▶ _PROBLEM REQUIREMENTS_:
Please copy the entries below word for word, leaving out any image.

▶ _DATA RECORDS_:
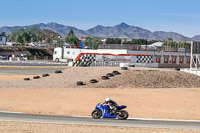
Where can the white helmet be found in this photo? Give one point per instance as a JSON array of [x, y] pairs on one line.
[[107, 99]]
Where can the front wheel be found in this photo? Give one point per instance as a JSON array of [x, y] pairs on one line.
[[122, 115], [96, 114]]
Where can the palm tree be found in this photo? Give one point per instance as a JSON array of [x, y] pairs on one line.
[[71, 38]]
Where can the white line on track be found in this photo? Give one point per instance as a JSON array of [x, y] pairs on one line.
[[11, 112], [150, 119]]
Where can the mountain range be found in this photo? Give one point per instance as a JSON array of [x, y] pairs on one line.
[[122, 30]]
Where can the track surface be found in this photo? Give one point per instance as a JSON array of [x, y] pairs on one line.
[[5, 116]]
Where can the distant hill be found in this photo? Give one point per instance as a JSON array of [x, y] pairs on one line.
[[122, 30]]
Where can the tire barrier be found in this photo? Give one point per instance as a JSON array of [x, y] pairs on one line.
[[82, 63], [105, 77], [36, 77], [26, 79], [58, 71], [79, 83], [116, 73], [131, 65], [124, 68], [45, 75], [93, 81], [110, 75]]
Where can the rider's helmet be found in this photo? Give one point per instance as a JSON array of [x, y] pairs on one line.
[[107, 99]]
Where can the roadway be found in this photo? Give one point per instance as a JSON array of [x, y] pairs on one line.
[[78, 120]]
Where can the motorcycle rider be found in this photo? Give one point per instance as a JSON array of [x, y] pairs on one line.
[[112, 105]]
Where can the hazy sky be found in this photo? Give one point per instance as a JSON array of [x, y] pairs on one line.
[[182, 16]]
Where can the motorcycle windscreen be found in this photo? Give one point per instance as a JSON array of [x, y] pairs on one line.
[[122, 106]]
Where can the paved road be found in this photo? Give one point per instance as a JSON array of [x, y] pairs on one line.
[[107, 122]]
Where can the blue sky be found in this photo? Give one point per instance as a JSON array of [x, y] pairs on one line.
[[182, 16]]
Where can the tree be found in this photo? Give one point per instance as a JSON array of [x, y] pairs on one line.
[[71, 38]]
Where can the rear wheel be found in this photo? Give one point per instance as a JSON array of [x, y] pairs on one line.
[[96, 114], [122, 115]]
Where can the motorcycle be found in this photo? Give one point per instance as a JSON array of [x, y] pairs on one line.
[[106, 112]]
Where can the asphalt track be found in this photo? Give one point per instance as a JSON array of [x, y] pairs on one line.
[[9, 116]]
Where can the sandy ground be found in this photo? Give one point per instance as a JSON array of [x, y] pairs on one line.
[[23, 127], [147, 92], [132, 78], [173, 103]]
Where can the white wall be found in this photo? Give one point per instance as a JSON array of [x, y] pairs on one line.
[[2, 40]]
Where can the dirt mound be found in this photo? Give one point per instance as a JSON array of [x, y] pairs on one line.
[[150, 79], [132, 78]]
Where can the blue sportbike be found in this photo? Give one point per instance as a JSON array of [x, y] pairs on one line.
[[103, 111]]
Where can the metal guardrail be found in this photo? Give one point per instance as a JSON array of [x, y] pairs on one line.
[[31, 63]]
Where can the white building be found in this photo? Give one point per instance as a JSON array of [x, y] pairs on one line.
[[2, 39]]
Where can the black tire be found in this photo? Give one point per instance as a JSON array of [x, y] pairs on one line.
[[110, 75], [124, 68], [93, 81], [57, 60], [79, 83], [58, 71], [104, 77], [96, 115], [36, 77], [116, 73], [177, 69], [123, 115], [26, 79], [131, 65], [45, 75]]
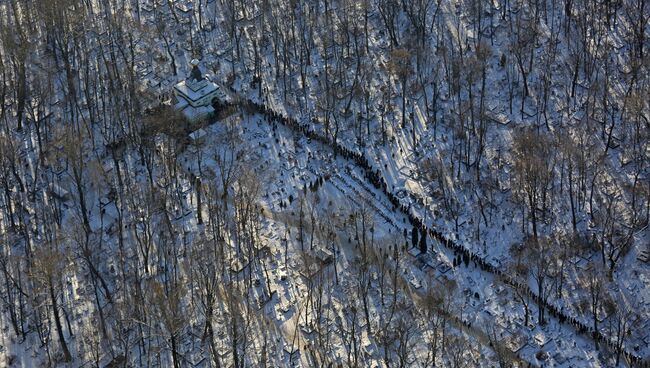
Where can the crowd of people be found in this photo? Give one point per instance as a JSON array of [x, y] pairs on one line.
[[375, 177]]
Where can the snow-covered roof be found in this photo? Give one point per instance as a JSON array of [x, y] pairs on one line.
[[192, 95]]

▶ _PROBLEM SOLUTION_:
Where can the white helmet be found in this photo? Give one point per instance as a JSON array of [x, y] pairs on one line.
[[107, 99]]
Where can the front wheel be found in this photo? Give one point per instance as a JSON array of [x, y] pairs on one line.
[[122, 115], [96, 114]]
Where can the palm tree be found in this photo? Give one point per instance as a JSON array of [x, y] pairs on one line.
[[71, 38]]
Where can the white line on track be found in this photo? Give one point per instance as a JSON array of [x, y] pairs on one line.
[[11, 112], [150, 119]]
Where can the mountain range be found in this photo? Give one point per instance as a JSON array of [x, y] pairs on one line.
[[122, 30]]
Where can the track surface be found in this photo? Give one point per instance as a JSON array of [x, y] pairs on one line.
[[5, 116]]
Where can the distant hill be found in this photo? Give one point per instance as a JSON array of [x, y] pairs on one line.
[[122, 30]]
Where can the tire barrier be found in this photo? Give one point per instance as a JSON array of [x, y] pairs on one line.
[[82, 63], [105, 77], [36, 77], [26, 79], [58, 71], [79, 83], [116, 73], [131, 65], [124, 68], [45, 75], [93, 81], [110, 75]]
Where can the rider's helmet be found in this photo? Give one point per instance as a JSON array of [x, y] pairs on one line.
[[107, 99]]
Where can the roadway be found in this photo? Give one point per instance as a JSON array of [x, y] pairs on one line.
[[78, 120]]
Where can the motorcycle rider be found in this photo? Give one point per instance as a JSON array of [x, y] pairs on one line.
[[112, 105]]
Where can the hazy sky be found in this photo? Give one point per instance as a JSON array of [x, y] pairs on one line.
[[182, 16]]
Where can the motorcycle windscreen be found in this photo? Give one point per instance as a JSON array of [x, y] pairs on one line.
[[122, 106]]
Where can the paved road be found in this photo? Give one point per instance as a JSON array of [x, y] pairs on one line.
[[107, 122]]
Where can the blue sky be found in this photo? Give one point per instance as a JSON array of [x, y] pairs on one line.
[[182, 16]]
Where can the tree be found in this photo? Give one point per instance as a JSON array of [x, y] pairs on one line.
[[71, 38]]
Where can the rear wheel be found in this photo? Give one point per instance as a JSON array of [x, y] pairs on one line.
[[96, 114], [122, 115]]
Where can the motorcycle be found in this photo? Give one point per instance as a JSON array of [x, y] pairs on one line.
[[106, 112]]
Where can the asphalt track be found in this photo? Give one point per instance as a JSON array of [x, y] pairs on one line.
[[9, 116]]
Where can the sandy ground be found in this photo? Give one point per instance as a JSON array of [x, y] pairs on one line.
[[23, 127], [147, 92], [132, 78], [173, 103]]
Where can the white wall be found in this photo? Give one point per instance as a JSON array of [x, y] pairs on one line.
[[2, 40]]
Where can the dirt mound be found in this photo? Give one point per instance as a JSON array of [x, y] pairs on one line.
[[150, 79], [132, 78]]
Where can the blue sportbike be found in this photo? Give one point per instance as a JSON array of [x, y] pairs on one line.
[[103, 111]]
Where can the metal guardrail be found in this photo? Give one point per instance as a JSON array of [x, y] pairs on one line.
[[31, 63]]
Where can the white building be found in this photo? Give one point per instance as a JSON array of [x, y] pairs on one line.
[[2, 39]]
Where can the black tire be found in this photo? Give one point per instance as a JSON array of [x, y] pairs on one line.
[[110, 75], [124, 68], [93, 81], [57, 60], [79, 83], [58, 71], [104, 77], [96, 115], [36, 77], [116, 73], [177, 69], [123, 115], [26, 79], [131, 65], [45, 75]]
Where can the crowd of people be found in this photo? Give one point per instance as a JSON array of [x, y] pairs on one line.
[[375, 177]]
Where can the snow-covered roof be found in this photo? Give one point per instance as a JSON array of [x, y] pairs on one line.
[[192, 95]]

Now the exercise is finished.